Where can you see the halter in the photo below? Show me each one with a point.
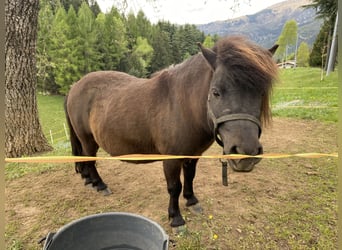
(232, 117)
(225, 118)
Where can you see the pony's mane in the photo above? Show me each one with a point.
(250, 65)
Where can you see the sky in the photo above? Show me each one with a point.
(190, 11)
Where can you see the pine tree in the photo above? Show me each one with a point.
(303, 54)
(319, 50)
(45, 79)
(287, 39)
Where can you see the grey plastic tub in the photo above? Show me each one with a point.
(107, 231)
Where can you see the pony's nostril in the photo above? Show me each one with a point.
(233, 150)
(260, 151)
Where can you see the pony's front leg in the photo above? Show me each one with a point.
(172, 170)
(189, 171)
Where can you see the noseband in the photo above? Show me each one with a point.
(231, 117)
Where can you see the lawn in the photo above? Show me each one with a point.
(286, 203)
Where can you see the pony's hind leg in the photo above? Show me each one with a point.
(189, 171)
(172, 170)
(88, 169)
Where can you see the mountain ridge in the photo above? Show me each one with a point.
(265, 26)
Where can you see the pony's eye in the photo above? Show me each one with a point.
(216, 93)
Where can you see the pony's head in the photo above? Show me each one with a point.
(238, 98)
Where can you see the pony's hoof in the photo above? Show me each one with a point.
(106, 192)
(196, 209)
(180, 230)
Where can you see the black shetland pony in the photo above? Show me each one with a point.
(222, 93)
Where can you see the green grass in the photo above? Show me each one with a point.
(302, 94)
(301, 219)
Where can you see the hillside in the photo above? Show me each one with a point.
(264, 27)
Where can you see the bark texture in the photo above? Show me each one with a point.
(23, 133)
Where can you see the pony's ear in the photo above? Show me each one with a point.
(209, 55)
(273, 49)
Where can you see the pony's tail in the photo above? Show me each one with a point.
(76, 146)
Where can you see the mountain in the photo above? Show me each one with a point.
(265, 26)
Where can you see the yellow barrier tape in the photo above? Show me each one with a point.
(156, 157)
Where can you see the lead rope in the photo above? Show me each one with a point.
(224, 172)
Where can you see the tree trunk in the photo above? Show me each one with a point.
(23, 133)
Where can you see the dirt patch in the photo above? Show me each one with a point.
(39, 203)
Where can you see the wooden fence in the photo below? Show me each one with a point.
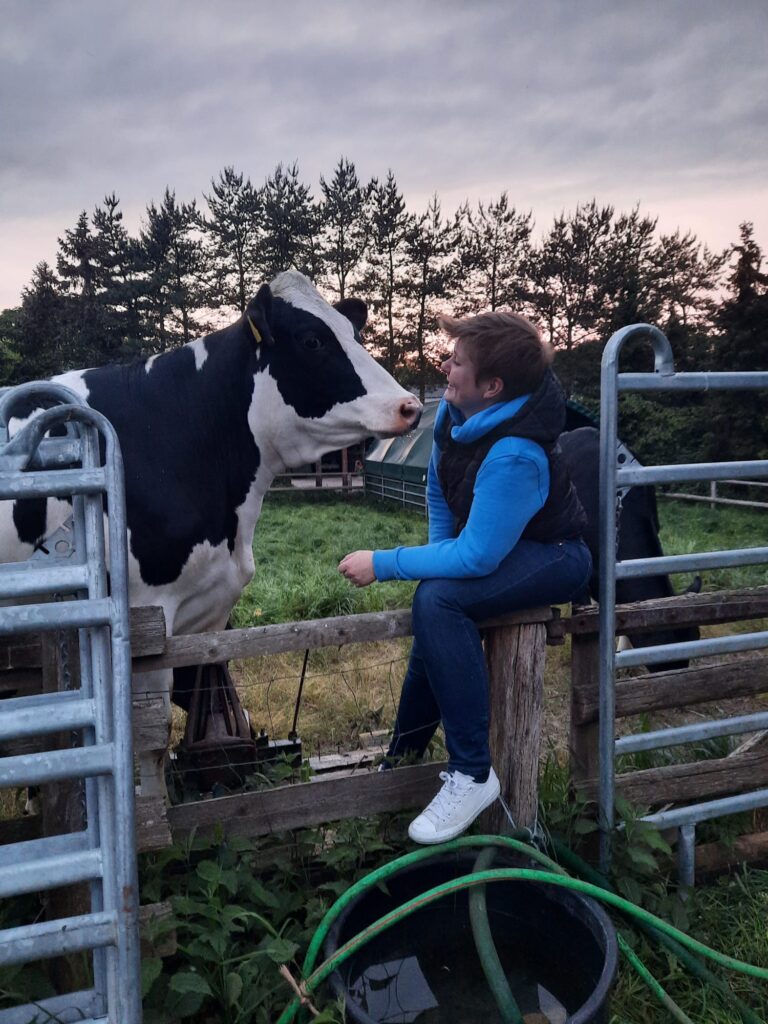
(515, 649)
(743, 770)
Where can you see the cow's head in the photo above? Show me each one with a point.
(316, 387)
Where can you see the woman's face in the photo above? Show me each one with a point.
(463, 389)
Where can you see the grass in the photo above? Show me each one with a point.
(693, 526)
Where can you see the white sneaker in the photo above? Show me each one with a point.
(455, 807)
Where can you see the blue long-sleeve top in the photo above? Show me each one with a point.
(511, 486)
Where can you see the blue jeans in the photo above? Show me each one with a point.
(446, 678)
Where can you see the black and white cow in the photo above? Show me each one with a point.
(638, 535)
(205, 428)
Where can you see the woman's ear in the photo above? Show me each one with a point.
(494, 388)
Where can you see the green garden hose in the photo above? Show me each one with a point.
(689, 962)
(554, 876)
(492, 966)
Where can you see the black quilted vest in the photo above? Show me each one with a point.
(540, 420)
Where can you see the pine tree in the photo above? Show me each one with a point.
(290, 225)
(84, 323)
(565, 272)
(740, 419)
(42, 326)
(384, 280)
(430, 249)
(343, 217)
(496, 256)
(117, 258)
(172, 263)
(232, 236)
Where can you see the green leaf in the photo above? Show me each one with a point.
(187, 981)
(261, 895)
(653, 839)
(151, 971)
(281, 950)
(233, 988)
(209, 870)
(583, 826)
(641, 858)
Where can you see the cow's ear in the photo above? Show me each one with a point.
(355, 311)
(259, 314)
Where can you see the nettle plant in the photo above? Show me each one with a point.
(243, 907)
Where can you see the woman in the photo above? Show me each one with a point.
(505, 529)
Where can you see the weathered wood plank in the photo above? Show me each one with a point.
(584, 740)
(515, 655)
(153, 830)
(698, 780)
(712, 857)
(207, 648)
(307, 804)
(23, 653)
(683, 609)
(679, 688)
(150, 723)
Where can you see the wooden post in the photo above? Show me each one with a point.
(584, 744)
(515, 656)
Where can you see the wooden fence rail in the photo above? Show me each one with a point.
(515, 649)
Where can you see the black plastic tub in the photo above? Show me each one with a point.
(558, 950)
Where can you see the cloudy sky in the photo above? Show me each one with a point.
(665, 103)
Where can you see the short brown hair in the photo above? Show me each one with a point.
(502, 344)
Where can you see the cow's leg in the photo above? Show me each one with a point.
(152, 690)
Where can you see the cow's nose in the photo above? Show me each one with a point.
(411, 412)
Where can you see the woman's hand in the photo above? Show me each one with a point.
(357, 566)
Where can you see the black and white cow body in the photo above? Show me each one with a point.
(638, 535)
(205, 428)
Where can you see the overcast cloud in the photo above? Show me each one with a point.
(659, 102)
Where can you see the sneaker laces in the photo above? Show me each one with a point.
(452, 793)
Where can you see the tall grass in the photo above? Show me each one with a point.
(297, 549)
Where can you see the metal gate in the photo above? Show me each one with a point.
(76, 581)
(614, 477)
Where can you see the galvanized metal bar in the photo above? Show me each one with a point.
(101, 617)
(127, 956)
(56, 615)
(633, 568)
(693, 648)
(48, 846)
(60, 1010)
(607, 539)
(49, 872)
(726, 381)
(32, 579)
(686, 856)
(658, 738)
(56, 483)
(682, 472)
(54, 938)
(43, 717)
(79, 762)
(708, 810)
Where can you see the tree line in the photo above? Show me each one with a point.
(114, 296)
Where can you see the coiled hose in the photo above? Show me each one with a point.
(555, 876)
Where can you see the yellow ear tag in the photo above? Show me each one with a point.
(254, 331)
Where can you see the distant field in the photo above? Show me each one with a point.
(298, 546)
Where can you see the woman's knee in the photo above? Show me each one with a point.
(430, 598)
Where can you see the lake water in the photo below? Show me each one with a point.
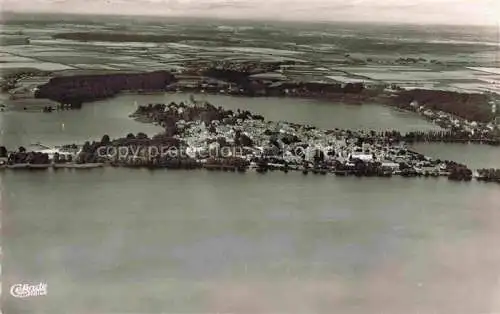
(139, 241)
(111, 116)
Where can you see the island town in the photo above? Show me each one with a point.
(208, 137)
(200, 132)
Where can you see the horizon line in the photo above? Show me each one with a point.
(248, 19)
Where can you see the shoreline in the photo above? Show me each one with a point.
(200, 133)
(251, 169)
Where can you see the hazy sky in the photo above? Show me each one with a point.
(412, 11)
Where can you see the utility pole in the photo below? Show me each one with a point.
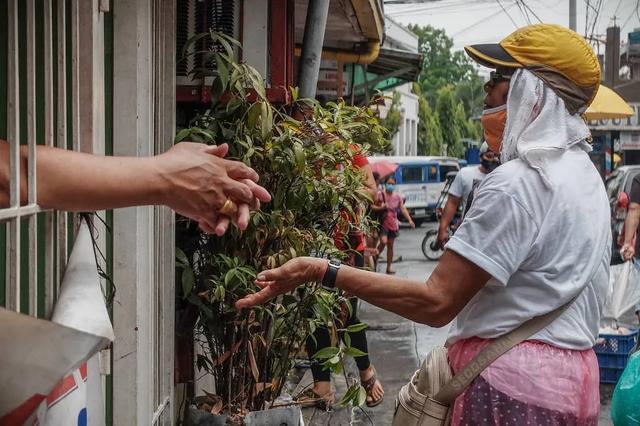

+++

Your objective: Copy out the lines above unchanged. Skip the images.

Answer to the exercise:
Where can you see the halter in the photo below? Show me each one with a point.
(232, 117)
(225, 118)
Where can you see the pony's mane in the photo above? Show me each one with a point.
(250, 65)
Where can you see the sky in the photo above? Show me each one with a point.
(190, 11)
Where can you see the pine tree in the photo above? Show me each one with a point.
(303, 54)
(319, 50)
(45, 79)
(287, 39)
Where can you see the grey plastic tub in the photo above? Show me each one with a point.
(107, 231)
Where can you see the pony's nostril in the photo above? Show me each one with a point.
(233, 150)
(260, 151)
Where can you see the pony's front leg in the photo above? Show me each one with a point.
(172, 170)
(189, 171)
Where can you see the noseband in the photo above? Show me each one with a point.
(231, 117)
Where can you see the lawn in the photo above? Show me each one with a point.
(286, 203)
Where can you see the pony's hind leg in the photo above? Show me each one with a point.
(189, 171)
(172, 170)
(88, 169)
Where can you see the mountain ridge in the photo above? Show me each one with a point.
(265, 26)
Where can you see the pony's eye in the photo above? Show me each one with a point.
(216, 93)
Where can you see the pony's head in the photo above? Show me each one with a point.
(238, 98)
Where can you see the pony's hoof in the photo above? Show me each one with a point.
(106, 192)
(196, 209)
(180, 230)
Where can you see the black shetland pony in the photo above? Show me each one with a point.
(222, 93)
Where can you see the green grass in the photo above? Show me each one with a point.
(302, 94)
(301, 219)
Where can you see the hillside in the photo above? Show me each one with a point.
(264, 27)
Where can you see the bark texture in the photo above? Show me each one with a point.
(23, 133)
Where can you see the pony's ear in the photo above? Show me each one with a point.
(209, 55)
(273, 49)
Where can you see the pony's tail in the photo above? Show me each one with a point.
(76, 146)
Where can you see the mountain in the photo above? Show me each one with a point.
(265, 26)
Where can you see the yellow barrier tape in the photo above? Show me each one with a point.
(156, 157)
Where can you see the lead rope in the photo above? Show me each one with a point.
(224, 172)
Where can you see the tree trunk in the photo above? Show me each one with a point.
(23, 133)
Where can you see the dirt patch in the photo above? Show me each one with a point.
(39, 203)
Where can you see the wooden fence in the photo below? Show me each one with a point.
(515, 649)
(743, 770)
Where can you see the cow's head in the photo above? Show me each one with a point.
(316, 387)
Where can you see the woman's face in the photo above? Show me each one with a point.
(463, 389)
Where can you see the grass in the photo above? Show me each one with a point.
(693, 526)
Where can you see the white sneaker in the photo above? Show me each one with a point.
(455, 807)
Where can you see the blue long-sleeve top in the photo above? Show me each one with a point.
(511, 486)
Where can you see the blue jeans in the photo above? Show me each one with a point.
(446, 678)
Where can you see the black and white cow in the photo above? Show me each one with a point.
(638, 535)
(205, 428)
Where can you see the woman's ear in the photo above? Show me each one with a point.
(494, 388)
Where can you see the green garden hose in the photo above? Show me each one with a point.
(689, 962)
(554, 876)
(492, 966)
Where can you see the black quilted vest in the photo above? Show me each one with a point.
(540, 420)
Where can you see the pine tree in the photo above? Show me each one with a point.
(290, 225)
(84, 323)
(565, 272)
(740, 419)
(42, 326)
(384, 280)
(430, 249)
(343, 217)
(496, 256)
(117, 258)
(172, 263)
(232, 236)
Where can you see the green leaf in the photo above? Show me each one with a point.
(187, 981)
(261, 895)
(653, 839)
(151, 971)
(281, 950)
(233, 988)
(209, 870)
(583, 826)
(641, 858)
Where can you see the cow's ear in the photo above? Show me each one with a point.
(355, 311)
(259, 314)
Where can you see the nettle plant in the photo above? Show me each one with a point.
(243, 907)
Where can you see the woman in the photo above? Show me each one with a point.
(505, 529)
Where can you see the weathered wood plank in the photo above? Show me each one with a point.
(584, 740)
(515, 655)
(153, 830)
(698, 780)
(712, 857)
(207, 648)
(307, 804)
(23, 653)
(683, 609)
(679, 688)
(150, 723)
Where can you see the wooden post in the photo above? Show me each one with a point.
(584, 744)
(515, 656)
Where can you see the wooden fence rail in the photo above? Show me each one with a point.
(515, 649)
Where can you see the black plastic tub in the photo above? Show me each one with a point.
(558, 950)
Where can you see the cloudy sky in the photo above? Show me each one with a point.
(665, 103)
Where can you see the short brown hair in the photo above? Show me each one with a point.
(502, 344)
Where can you see the cow's leg in the photo above? Show me each one with a point.
(152, 690)
Where can you see the cow's nose in the photo above? Show me each one with a point.
(411, 412)
Where can you see the woman's hand in the photo above? Show me each one with a point.
(357, 566)
Where can you see the black and white cow body in the photo above? Show me each one with a point.
(638, 535)
(205, 428)
Where can you see the overcast cloud in the photo above? Show me each one with a point.
(659, 102)
Where can you see the sneaker laces in the photo above? Show me each one with a point.
(452, 793)
Where can you see the tall grass in the photo above? Show me each one with a point.
(297, 549)
Where can you see the metal gate in the photo above? Show me each one with a point.
(76, 581)
(614, 477)
Where can you see the galvanized metal bar in the photo above? Show me each one with a point.
(101, 617)
(127, 956)
(56, 615)
(633, 568)
(693, 648)
(48, 846)
(60, 1010)
(607, 539)
(49, 872)
(726, 381)
(32, 579)
(686, 856)
(658, 738)
(56, 483)
(682, 472)
(54, 938)
(43, 717)
(79, 762)
(708, 810)
Where can you see the tree line in the photo above? Show me each one with a point.
(114, 296)
Where can you see the coiled hose in the photo above? Show me each one with a point.
(555, 876)
Where can you see the yellow ear tag in the photo above? Show me each one with a point.
(254, 331)
Where can you see the distant field in the photo above? Show me each one with a point.
(298, 546)
Where can you see the woman's knee in the photo above? Show me each one with a point.
(430, 598)
Where can you see the lake water in the photo below? Show me each one with a point.
(139, 241)
(111, 116)
Where can you see the island town in the photo above? Show me each one with a point.
(208, 137)
(200, 132)
Where can you see the horizon line in the photo above? Show me each one with a point.
(248, 19)
Where can you see the shoreline in the photo above? Show me each one with a point.
(200, 133)
(251, 169)
Where can you see the hazy sky in the photo above? Show me each one with a point.
(412, 11)
Where can you see the utility pole in the photo below? Show me each one with a point.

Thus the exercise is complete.